# WHAT YOU WILL DO
Write the records below as a two-column CSV with the header instruction,output and one row for each record. Put each value in a single quoted field, replacing any line breaks with spaces.

# EXTRACTED RECORDS
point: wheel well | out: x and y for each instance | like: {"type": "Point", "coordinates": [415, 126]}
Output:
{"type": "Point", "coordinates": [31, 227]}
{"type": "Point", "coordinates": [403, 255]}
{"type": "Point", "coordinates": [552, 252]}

# FINISHED TASK
instruction,output
"point: wheel well | out: x and y for each instance | like: {""type"": ""Point"", ""coordinates"": [415, 126]} Output:","{""type"": ""Point"", ""coordinates"": [31, 227]} {""type"": ""Point"", ""coordinates"": [403, 255]} {""type"": ""Point"", ""coordinates"": [552, 252]}"